Exercise input section start
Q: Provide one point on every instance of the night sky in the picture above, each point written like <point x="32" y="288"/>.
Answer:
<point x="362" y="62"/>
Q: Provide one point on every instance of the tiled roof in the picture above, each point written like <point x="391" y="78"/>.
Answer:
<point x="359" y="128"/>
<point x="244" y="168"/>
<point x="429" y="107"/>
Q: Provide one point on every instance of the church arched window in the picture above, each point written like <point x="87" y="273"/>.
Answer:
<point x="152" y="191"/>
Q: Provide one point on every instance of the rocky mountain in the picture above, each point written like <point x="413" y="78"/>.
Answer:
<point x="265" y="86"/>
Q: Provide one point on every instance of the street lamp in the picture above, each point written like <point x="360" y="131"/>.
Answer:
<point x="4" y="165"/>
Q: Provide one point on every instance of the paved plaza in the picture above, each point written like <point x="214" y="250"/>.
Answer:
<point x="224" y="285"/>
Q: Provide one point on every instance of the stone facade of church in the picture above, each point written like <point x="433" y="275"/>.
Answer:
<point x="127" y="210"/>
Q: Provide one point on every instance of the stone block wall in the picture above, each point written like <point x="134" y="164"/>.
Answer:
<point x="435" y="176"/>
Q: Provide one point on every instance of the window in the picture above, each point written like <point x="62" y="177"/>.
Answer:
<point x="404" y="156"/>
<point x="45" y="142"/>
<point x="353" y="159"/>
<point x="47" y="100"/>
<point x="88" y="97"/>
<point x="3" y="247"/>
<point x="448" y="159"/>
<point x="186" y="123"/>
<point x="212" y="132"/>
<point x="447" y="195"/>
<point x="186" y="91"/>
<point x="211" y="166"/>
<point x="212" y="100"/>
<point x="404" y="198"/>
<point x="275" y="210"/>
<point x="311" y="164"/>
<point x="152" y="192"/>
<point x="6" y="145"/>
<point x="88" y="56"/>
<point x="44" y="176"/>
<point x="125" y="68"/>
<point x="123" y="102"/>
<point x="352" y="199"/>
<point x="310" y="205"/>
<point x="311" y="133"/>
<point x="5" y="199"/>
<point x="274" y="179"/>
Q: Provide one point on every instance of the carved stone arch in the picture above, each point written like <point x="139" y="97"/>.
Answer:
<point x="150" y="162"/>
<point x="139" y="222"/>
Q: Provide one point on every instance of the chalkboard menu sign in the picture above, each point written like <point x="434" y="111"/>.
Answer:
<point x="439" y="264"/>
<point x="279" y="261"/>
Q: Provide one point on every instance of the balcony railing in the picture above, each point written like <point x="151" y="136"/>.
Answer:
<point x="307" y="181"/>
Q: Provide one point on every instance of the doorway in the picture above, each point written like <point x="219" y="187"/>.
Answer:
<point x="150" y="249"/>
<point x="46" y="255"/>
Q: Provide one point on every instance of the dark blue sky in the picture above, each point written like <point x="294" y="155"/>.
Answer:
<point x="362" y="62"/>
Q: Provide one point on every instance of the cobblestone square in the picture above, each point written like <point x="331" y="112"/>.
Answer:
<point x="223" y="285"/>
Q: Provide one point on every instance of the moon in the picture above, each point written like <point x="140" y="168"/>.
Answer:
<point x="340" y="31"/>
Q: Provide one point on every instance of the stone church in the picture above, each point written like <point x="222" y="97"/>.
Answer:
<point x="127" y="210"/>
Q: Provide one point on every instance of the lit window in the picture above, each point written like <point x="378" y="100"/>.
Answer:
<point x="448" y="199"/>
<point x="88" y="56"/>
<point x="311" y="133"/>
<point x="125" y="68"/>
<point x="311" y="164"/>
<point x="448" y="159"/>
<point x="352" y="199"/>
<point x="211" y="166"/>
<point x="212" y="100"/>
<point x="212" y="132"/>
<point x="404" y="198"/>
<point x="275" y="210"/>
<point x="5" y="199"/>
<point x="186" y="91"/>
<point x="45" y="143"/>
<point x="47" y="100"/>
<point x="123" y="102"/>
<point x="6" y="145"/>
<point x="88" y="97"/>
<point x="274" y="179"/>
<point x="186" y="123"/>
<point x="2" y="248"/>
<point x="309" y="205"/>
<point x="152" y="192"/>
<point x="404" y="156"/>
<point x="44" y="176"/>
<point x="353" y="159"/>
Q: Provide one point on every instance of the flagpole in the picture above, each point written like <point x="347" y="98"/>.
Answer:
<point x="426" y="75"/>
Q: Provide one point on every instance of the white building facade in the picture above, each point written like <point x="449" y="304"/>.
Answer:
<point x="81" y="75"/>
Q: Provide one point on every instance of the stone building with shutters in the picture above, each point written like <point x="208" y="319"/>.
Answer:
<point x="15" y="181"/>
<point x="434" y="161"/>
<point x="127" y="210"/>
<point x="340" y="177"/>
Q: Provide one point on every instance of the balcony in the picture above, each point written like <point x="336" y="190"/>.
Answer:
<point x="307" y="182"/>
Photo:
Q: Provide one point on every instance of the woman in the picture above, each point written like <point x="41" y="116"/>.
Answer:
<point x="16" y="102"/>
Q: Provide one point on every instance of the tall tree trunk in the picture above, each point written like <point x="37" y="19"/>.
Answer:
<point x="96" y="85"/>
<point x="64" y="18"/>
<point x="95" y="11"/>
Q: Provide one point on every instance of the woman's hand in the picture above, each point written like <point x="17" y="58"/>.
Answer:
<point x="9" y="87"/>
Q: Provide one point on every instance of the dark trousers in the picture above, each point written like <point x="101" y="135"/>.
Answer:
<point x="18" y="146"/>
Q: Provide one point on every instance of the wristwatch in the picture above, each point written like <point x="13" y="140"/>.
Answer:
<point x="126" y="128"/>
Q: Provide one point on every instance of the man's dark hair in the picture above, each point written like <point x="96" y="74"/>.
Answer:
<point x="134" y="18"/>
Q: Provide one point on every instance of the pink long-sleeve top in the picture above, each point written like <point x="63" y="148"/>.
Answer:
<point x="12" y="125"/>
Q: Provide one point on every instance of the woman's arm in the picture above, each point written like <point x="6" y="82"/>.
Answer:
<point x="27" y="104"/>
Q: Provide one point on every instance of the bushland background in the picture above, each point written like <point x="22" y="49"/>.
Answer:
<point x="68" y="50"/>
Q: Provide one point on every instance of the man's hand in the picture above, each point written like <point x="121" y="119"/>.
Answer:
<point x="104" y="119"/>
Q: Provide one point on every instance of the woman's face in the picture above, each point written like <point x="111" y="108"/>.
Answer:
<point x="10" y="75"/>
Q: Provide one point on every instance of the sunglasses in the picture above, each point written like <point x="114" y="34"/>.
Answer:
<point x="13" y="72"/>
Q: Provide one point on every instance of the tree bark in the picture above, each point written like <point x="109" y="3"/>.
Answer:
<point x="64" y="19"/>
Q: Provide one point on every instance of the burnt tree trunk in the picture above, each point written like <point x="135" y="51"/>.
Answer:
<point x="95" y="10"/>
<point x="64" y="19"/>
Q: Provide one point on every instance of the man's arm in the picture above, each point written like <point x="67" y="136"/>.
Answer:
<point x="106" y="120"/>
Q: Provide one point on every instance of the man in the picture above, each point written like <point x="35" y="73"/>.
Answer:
Exercise input section end
Instructions for the task: The material above must be returned word for word, complete.

Exercise answer:
Q: Provide one point on every instance of the night sky in the picture above, each point written like <point x="32" y="288"/>.
Answer:
<point x="362" y="62"/>
Q: Provide one point on every instance of the tiled roof in the picture above, each point written like <point x="391" y="78"/>.
Answer:
<point x="359" y="128"/>
<point x="244" y="168"/>
<point x="429" y="107"/>
Q: Provide one point on every instance of the church arched window in the picture above, each point written like <point x="87" y="273"/>.
Answer:
<point x="152" y="191"/>
Q: Provide one point on every instance of the rocky mountain in the picture above, each point written like <point x="413" y="78"/>.
Answer:
<point x="265" y="86"/>
Q: Provide one point on every instance of the street lamp in the picture above, each point written like <point x="360" y="131"/>.
Answer:
<point x="4" y="165"/>
Q: Provide one point on every instance of the paved plaza in the picture above, each point written like <point x="214" y="250"/>.
Answer:
<point x="224" y="285"/>
Q: Provide one point on every instance of the stone facade of church in the picture above, each point written like <point x="433" y="275"/>.
Answer:
<point x="127" y="210"/>
Q: Provide one point on every instance of the stone block wall in the picture above, each point written like <point x="134" y="164"/>.
Answer:
<point x="435" y="176"/>
Q: Provide one point on every instance of the window in the picture above, each point written like <point x="62" y="177"/>.
Answer:
<point x="404" y="156"/>
<point x="45" y="142"/>
<point x="353" y="159"/>
<point x="47" y="100"/>
<point x="88" y="97"/>
<point x="3" y="247"/>
<point x="448" y="159"/>
<point x="186" y="123"/>
<point x="212" y="132"/>
<point x="447" y="195"/>
<point x="186" y="91"/>
<point x="211" y="166"/>
<point x="212" y="100"/>
<point x="404" y="198"/>
<point x="275" y="210"/>
<point x="311" y="164"/>
<point x="152" y="192"/>
<point x="6" y="145"/>
<point x="88" y="56"/>
<point x="44" y="176"/>
<point x="125" y="68"/>
<point x="123" y="102"/>
<point x="352" y="199"/>
<point x="310" y="205"/>
<point x="311" y="133"/>
<point x="5" y="199"/>
<point x="274" y="179"/>
Q: Provide one point on every instance of the carved stone arch in the picture above, each point written like <point x="139" y="97"/>.
Answer:
<point x="150" y="162"/>
<point x="139" y="222"/>
Q: Provide one point on every instance of the chalkboard menu sign in the picture above, each point written like <point x="434" y="111"/>.
Answer:
<point x="439" y="264"/>
<point x="279" y="261"/>
Q: Provide one point on every instance of the balcony railing in the picture above, each point written like <point x="151" y="136"/>.
Answer:
<point x="307" y="181"/>
Q: Provide one point on every instance of the doorway in the picture above, each point written like <point x="219" y="187"/>.
Answer:
<point x="150" y="249"/>
<point x="46" y="255"/>
Q: Provide one point on every instance of the dark blue sky in the picture above, each point written like <point x="294" y="155"/>.
Answer:
<point x="362" y="62"/>
Q: Provide one point on every instance of the cobblestone square in the picture above, each point written like <point x="331" y="112"/>.
Answer:
<point x="223" y="285"/>
Q: Provide one point on every instance of the moon in the picture above, each point written like <point x="140" y="168"/>.
Answer:
<point x="340" y="31"/>
Q: Provide one point on every instance of the stone church in the picture above, each point written like <point x="222" y="97"/>.
Answer:
<point x="127" y="210"/>
Q: Provide one point on every instance of the lit window in the picture above, each point written like <point x="378" y="100"/>.
Answer:
<point x="448" y="199"/>
<point x="88" y="56"/>
<point x="311" y="133"/>
<point x="125" y="68"/>
<point x="311" y="164"/>
<point x="448" y="159"/>
<point x="352" y="199"/>
<point x="211" y="166"/>
<point x="212" y="100"/>
<point x="212" y="132"/>
<point x="404" y="198"/>
<point x="275" y="210"/>
<point x="5" y="199"/>
<point x="186" y="91"/>
<point x="45" y="143"/>
<point x="47" y="100"/>
<point x="123" y="102"/>
<point x="6" y="145"/>
<point x="88" y="97"/>
<point x="274" y="179"/>
<point x="186" y="123"/>
<point x="2" y="248"/>
<point x="309" y="205"/>
<point x="152" y="192"/>
<point x="404" y="156"/>
<point x="44" y="176"/>
<point x="353" y="159"/>
Q: Provide one point on every instance of the flagpole in the picture above, each point written like <point x="347" y="98"/>.
Answer:
<point x="426" y="75"/>
Q: Provide one point on every instance of the white building facade in the picture above, each point written like <point x="449" y="304"/>.
Answer:
<point x="81" y="75"/>
Q: Provide one point on every instance of the stone building with shutters in the picture above, each point written like <point x="208" y="319"/>.
Answer:
<point x="15" y="181"/>
<point x="434" y="161"/>
<point x="127" y="210"/>
<point x="340" y="177"/>
Q: Provide one point on every instance of the balcony in the picture above, each point written like <point x="336" y="190"/>.
Answer:
<point x="307" y="182"/>
Photo:
Q: Provide one point on every instance of the woman in the picture above, each point written like <point x="41" y="116"/>.
Answer:
<point x="16" y="102"/>
Q: Provide one point on every instance of the tall tree trunk in the picture above, each point written like <point x="37" y="19"/>.
Answer:
<point x="96" y="85"/>
<point x="64" y="18"/>
<point x="95" y="11"/>
Q: Provide one point on every instance of the woman's hand in the picture above, each point written like <point x="17" y="58"/>.
Answer:
<point x="9" y="87"/>
Q: Provide one point on every instance of the dark trousers in the picture above, each point written like <point x="101" y="135"/>.
Answer:
<point x="18" y="146"/>
Q: Provide one point on every instance of the wristwatch in the picture above, each point written like <point x="13" y="140"/>.
Answer:
<point x="126" y="128"/>
Q: Provide one point on every instance of the man's dark hair in the picture above, each point written like <point x="96" y="74"/>.
Answer:
<point x="134" y="18"/>
Q: Provide one point on every instance of the pink long-sleeve top in the picture above, each point written like <point x="63" y="148"/>.
Answer:
<point x="12" y="125"/>
Q: Provide one point on every instance of the woman's arm in the picture above, each point written like <point x="6" y="82"/>.
Answer:
<point x="27" y="104"/>
Q: Provide one point on every instance of the bushland background in the picture above, each point written like <point x="22" y="49"/>.
Answer:
<point x="68" y="50"/>
Q: Provide one point on every instance of the man's hand in the picture above, each point written like <point x="121" y="119"/>.
Answer:
<point x="104" y="119"/>
Q: Provide one point on every instance of the woman's face in the picture above, each point written like <point x="111" y="108"/>.
Answer:
<point x="10" y="75"/>
Q: Provide one point on every instance of the sunglasses in the picture above, each point written like <point x="114" y="34"/>.
Answer:
<point x="13" y="72"/>
Q: Provide one point on every instance of the tree bark in the picture above, each point written like <point x="109" y="3"/>.
Answer:
<point x="64" y="19"/>
Q: Provide one point on every instance of the burnt tree trunk in the picture above, each point written like <point x="135" y="51"/>.
Answer:
<point x="95" y="10"/>
<point x="64" y="19"/>
Q: Provide one point on every instance of the man's arm in the picture above, each point written like <point x="67" y="136"/>.
Answer:
<point x="106" y="120"/>
Q: Provide one point on every instance of the man in the picture above, each point written like <point x="35" y="73"/>.
Answer:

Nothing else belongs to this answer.